● BENÖTIGTE ANGABE
Was zeigt im folgenden Textauszug das Ende der Besuchszeit an?

● TEXTAUSZUG
Der Aufstieg die hölzernen Treppen hinauf ist beschwerlich, da wir durch die Masken nicht gerade gut atmen können. Ich trage zusätzlich meinen eher schweren Reiserucksack und bin bemüht, nicht nach hinten hinunterzupurzeln. Oben angekommen staunen wir über die Aussicht und gehen dann aus Versehen in falscher Gehrichtung den Rundgang entlang. Keiner pöbelt uns an, bis wir unseren Irrtum bemerken. Nun ist es aber auch schon zu spät. Ich möchte gerne ein Foto von hier oben machen, mit Blick auf die Frauenkirche und das Rathaus. Aber traue ich mich? Wenn mir hier oben mein Smartphone herunterfällt, ärgere ich mich zu Tode. Ich wage es trotzdem, das Handy stählern umklammernd, und das Projekt gelingt. „Der größte Kick des Tages“, sage ich zu M. und ein Herr neben uns lacht laut. Ein lautes Piepsen wie von einer Alarmanlage weist uns auf das Ende unserer Besuchszeit hin. Wir steigen wieder hinunter. Runter ist wesentlich leichter als hoch.

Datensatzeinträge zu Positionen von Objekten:
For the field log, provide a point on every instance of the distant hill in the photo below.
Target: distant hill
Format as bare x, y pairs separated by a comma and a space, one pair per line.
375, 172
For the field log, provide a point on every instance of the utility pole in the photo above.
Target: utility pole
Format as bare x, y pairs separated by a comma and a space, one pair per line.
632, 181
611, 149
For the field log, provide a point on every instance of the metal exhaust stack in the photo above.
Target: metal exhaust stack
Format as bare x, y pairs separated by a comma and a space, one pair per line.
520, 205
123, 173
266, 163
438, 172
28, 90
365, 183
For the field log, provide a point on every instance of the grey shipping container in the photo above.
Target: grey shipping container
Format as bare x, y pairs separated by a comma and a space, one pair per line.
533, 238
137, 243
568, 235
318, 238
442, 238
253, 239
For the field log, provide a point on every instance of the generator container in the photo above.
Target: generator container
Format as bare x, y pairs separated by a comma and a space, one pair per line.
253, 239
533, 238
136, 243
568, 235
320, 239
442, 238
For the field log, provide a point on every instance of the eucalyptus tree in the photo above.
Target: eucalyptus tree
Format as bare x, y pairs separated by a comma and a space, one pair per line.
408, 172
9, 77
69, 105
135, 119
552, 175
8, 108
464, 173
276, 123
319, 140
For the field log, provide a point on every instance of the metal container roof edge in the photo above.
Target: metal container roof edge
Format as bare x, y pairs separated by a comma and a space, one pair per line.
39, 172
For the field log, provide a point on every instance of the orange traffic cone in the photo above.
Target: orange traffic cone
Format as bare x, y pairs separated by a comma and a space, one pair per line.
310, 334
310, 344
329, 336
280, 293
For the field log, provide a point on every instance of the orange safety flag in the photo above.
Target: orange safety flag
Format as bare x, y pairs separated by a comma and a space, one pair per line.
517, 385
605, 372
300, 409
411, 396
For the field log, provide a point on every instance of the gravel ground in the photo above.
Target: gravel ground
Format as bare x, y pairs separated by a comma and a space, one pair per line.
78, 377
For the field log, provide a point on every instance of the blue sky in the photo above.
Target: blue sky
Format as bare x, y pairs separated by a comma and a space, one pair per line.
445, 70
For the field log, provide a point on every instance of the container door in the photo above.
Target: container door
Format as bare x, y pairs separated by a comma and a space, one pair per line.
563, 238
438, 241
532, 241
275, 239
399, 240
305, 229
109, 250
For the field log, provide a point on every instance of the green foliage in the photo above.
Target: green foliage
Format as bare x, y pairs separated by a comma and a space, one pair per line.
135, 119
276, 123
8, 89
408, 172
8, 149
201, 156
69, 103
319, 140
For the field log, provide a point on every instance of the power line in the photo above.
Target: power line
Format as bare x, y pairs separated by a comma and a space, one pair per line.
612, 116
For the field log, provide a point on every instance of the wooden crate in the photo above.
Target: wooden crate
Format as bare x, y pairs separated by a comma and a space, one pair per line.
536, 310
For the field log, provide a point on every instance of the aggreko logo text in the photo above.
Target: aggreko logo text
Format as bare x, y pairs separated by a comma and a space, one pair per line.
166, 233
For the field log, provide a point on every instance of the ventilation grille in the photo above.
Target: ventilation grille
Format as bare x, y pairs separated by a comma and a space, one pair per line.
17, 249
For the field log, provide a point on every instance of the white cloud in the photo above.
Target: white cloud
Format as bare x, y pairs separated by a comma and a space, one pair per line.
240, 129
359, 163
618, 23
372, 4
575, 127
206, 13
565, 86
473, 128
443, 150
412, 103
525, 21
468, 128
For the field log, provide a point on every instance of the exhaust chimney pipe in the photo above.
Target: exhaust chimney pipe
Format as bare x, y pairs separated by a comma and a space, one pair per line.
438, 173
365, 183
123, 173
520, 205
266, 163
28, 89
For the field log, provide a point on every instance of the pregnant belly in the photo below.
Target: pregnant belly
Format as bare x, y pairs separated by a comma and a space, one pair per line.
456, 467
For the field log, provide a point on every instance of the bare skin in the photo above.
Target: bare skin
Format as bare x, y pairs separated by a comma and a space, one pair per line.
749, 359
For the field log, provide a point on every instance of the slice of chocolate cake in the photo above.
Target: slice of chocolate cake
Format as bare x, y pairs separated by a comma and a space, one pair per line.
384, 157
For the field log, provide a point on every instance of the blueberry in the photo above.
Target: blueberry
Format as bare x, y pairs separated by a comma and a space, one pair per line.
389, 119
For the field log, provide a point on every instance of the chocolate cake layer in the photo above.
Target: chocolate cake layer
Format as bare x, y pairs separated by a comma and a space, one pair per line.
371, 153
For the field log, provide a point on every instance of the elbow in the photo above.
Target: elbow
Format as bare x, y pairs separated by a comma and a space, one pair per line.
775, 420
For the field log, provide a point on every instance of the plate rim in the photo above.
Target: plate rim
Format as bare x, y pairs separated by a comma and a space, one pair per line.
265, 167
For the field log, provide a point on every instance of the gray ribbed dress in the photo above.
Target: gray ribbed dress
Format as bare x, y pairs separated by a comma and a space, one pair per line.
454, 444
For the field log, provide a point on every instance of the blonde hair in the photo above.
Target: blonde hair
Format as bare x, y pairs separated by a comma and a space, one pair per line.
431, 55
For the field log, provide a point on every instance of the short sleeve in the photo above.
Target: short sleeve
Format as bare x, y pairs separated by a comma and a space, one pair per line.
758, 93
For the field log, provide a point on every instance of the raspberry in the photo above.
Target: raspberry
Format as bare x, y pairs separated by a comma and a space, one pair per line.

● ÜBUNGSERGEBNIS
Ein lautes Piepsen wie von einer Alarmanlage.